What you are asked to do :: Your output must consist solely of the lines from the one containing "Where in the photo above can the white countertop" through the end of the records, reproduced exactly.
• • •
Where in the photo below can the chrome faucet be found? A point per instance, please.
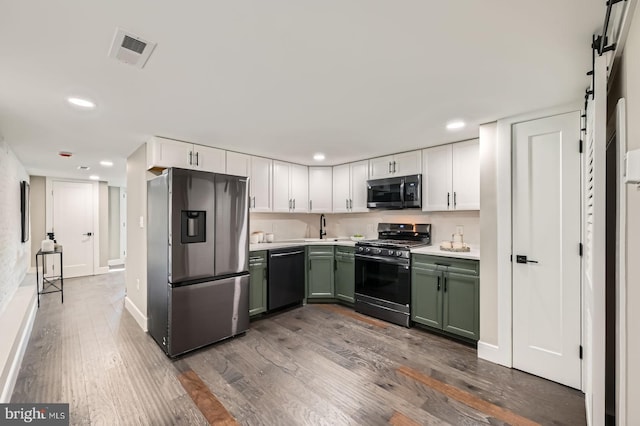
(323, 226)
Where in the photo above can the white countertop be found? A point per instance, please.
(302, 242)
(434, 250)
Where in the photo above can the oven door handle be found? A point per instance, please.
(381, 259)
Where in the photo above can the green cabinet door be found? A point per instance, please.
(426, 295)
(345, 271)
(320, 272)
(257, 282)
(461, 305)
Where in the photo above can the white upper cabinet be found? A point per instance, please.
(451, 177)
(290, 187)
(403, 164)
(350, 187)
(258, 170)
(260, 184)
(163, 153)
(238, 164)
(320, 189)
(466, 175)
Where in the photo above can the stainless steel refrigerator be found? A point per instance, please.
(197, 258)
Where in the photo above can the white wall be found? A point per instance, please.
(136, 271)
(488, 232)
(630, 74)
(14, 255)
(114, 222)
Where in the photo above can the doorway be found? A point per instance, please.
(72, 219)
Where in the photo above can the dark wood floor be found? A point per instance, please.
(316, 365)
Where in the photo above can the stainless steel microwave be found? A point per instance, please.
(400, 192)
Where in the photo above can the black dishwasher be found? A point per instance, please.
(286, 277)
• • •
Finished task ::
Where in the photo above can the white countertop be found? A point per instance, please.
(302, 242)
(434, 250)
Where in the photo above can the oven door handle be found? A point per instance, please.
(381, 259)
Where in the photo above can the green cabinet door be found? A point per instance, please.
(426, 295)
(345, 271)
(320, 272)
(257, 282)
(461, 305)
Where in the photo above can the white upper cabinet be found? A point per instance, please.
(451, 177)
(290, 187)
(403, 164)
(350, 187)
(258, 170)
(260, 184)
(163, 153)
(238, 164)
(320, 189)
(466, 175)
Where in the photo above can the stainless steel refrigerator be found? A point per instance, please.
(197, 258)
Where in the photo above can the white wall be found? A point per instance, please.
(136, 271)
(488, 232)
(630, 74)
(14, 255)
(114, 222)
Where in the photo above can the doorway be found? A point per instance, please.
(72, 219)
Where in the photo above can the dark wood floor be found? A point per instance, please.
(316, 365)
Where in the photo above can the stainless steel microwave be found? A point per instance, please.
(400, 192)
Where in the photo above can the black dishwasher be found? A point per instance, please.
(286, 277)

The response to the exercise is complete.